**Directive A:**
In the patent text, how is the three-dimensional image of a solid form presented to the operator?
**Directive B:**
For each statement below, say whether the patent text supports it, answering yes or no and quoting the deciding words of the text. (i) The operator defines a panel using a set of bounding seam lines. (ii) Surface texture and shading are mapped onto the mesh before the operator manipulates it. (iii) Claim 1 defines the surface area with a two-dimensional cursor.
**Directive C:**
Extend the patent text past its last claim.

US 5504845 A
A three dimensional image of a solid form is presented to an operator by means of a stereoscopic display. The operator defines a panel on the surface of the form with a set of bounding seam lines. A polygonal mesh is generated between the seam lines and is manipulated in three dimensions by the operator to achieve a desired surface appearance, including wrinkles, folds, pleats and other details. Manipulation of the mesh is constrained by the mechanical properties of the surface material or fabric being modelled. Surface texture and shading are then mapped onto the mesh to fully render the surface appearance in three dimensions.
1. In a computer graphics system, a method for creating a model of a three-dimensional surface comprising the steps of:
(a) generating a stereoscopic display of a three-dimensional form;
(b) defining a surface area on said form using a three dimensional cursor;
(c) generating a polygonal mesh covering said defined surface area;
(d) sculpting said polygonal mesh in three dimensions.
2. The method of claim 1 wherein the step of sculpting said polygonal mesh is constrained in accordance with predetermined mechanical properties of a material.

**Supplied records:**
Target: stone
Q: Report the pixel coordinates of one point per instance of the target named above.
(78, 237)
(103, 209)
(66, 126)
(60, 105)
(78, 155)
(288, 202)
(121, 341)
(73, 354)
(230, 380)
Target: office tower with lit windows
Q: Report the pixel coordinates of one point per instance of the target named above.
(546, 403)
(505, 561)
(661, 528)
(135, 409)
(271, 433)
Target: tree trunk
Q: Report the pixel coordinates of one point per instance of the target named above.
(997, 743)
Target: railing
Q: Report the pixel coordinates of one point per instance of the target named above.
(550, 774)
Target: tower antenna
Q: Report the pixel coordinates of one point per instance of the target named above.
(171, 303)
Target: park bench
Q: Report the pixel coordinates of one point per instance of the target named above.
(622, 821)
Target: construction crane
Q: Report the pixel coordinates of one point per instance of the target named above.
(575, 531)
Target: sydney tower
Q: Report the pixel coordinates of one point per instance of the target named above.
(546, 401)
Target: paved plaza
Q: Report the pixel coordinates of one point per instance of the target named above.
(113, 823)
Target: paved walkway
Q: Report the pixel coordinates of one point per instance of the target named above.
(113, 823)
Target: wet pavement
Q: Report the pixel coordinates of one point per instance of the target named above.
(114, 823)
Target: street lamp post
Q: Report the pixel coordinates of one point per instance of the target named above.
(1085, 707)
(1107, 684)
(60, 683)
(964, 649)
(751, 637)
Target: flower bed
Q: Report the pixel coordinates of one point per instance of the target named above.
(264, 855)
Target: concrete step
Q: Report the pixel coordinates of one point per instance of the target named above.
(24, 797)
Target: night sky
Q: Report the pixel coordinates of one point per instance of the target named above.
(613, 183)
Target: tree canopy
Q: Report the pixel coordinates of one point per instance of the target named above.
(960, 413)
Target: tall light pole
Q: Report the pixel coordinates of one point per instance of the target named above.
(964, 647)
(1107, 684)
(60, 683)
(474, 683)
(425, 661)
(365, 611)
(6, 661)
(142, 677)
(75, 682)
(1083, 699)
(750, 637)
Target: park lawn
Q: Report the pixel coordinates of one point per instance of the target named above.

**Exercise response A:**
By means of a stereoscopic display.

**Exercise response B:**
(i) Yes: "The operator defines a panel on the surface of the form with a set of bounding seam lines."
(ii) No: "Surface texture and shading are then mapped onto the mesh to fully render the surface appearance in three dimensions."
(iii) No: "defining a surface area on said form using a three dimensional cursor"

**Exercise response C:**
3. The method of claim 1 wherein said polygonal mesh is sculpted with a set of computer generated three-dimensional tools.
4. The method of claim i wherein said stereoscopic display is dichromatic.
5. The method of claim 1 further comprising the steps of mapping surface texture onto said polygonal mesh and generating a stereoscopic display of said mesh with said surface texture applied thereto.
6. In a computer graphics system, a method for generating a three-dimensional image of an object comprising the steps of:
(a) generating a stereoscopic display of a three-dimensional form;
(b) defining a surface area on said form corresponding to a panel of said object using a three dimensional cursor;
(c) generating a polygonal mesh covering said defined surface area;
(d) sculpting said polygonal mesh in three dimensions;
(e) repeating steps (b)-(d) for each panel of said object;
(f) mapping surface texture onto said polygonal mesh of each panel;
(g) generating a stereoscopic display of said object.
7. The method of claim 6 wherein the step of sculpting said polygonal mesh is constrained in accordance with predetermined mechanical properties of a material.
8. The method of claim 6 wherein said polygonal mesh is sculpted with a set of computer generated three-dimensional tools.
9. The method of claim 6 wherein said stereoscopic display is dichromatic.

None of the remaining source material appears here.